= Required task =
Pull out every one of the rows below that contains the string "with", matching case exactly.

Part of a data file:
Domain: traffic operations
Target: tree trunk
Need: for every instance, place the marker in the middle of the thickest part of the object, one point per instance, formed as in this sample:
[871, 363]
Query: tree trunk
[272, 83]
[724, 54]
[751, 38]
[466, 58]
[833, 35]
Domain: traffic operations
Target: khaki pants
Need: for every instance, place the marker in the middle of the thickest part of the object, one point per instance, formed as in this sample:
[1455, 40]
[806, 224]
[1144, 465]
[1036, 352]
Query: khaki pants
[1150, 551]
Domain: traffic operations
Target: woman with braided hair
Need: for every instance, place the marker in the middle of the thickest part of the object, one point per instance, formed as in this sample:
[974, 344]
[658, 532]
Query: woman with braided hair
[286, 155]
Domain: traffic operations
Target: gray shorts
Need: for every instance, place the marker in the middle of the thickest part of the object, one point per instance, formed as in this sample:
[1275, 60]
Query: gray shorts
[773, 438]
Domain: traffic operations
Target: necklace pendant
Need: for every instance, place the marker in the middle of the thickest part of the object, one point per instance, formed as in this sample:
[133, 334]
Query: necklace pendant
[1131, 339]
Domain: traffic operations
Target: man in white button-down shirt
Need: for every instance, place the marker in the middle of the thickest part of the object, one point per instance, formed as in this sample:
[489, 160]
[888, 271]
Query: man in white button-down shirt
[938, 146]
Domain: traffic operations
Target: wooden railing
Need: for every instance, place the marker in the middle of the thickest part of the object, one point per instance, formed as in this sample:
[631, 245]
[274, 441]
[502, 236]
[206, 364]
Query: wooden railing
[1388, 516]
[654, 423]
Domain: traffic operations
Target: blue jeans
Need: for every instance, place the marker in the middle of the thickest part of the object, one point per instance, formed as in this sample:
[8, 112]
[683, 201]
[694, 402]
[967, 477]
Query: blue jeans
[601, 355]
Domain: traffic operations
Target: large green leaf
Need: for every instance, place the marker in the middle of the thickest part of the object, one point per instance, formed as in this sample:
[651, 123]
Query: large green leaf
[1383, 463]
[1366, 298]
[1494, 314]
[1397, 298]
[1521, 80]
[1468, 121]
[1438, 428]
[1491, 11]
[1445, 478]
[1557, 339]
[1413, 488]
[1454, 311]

= Complete answer =
Target: woman with braided hair
Query: woman with braided hair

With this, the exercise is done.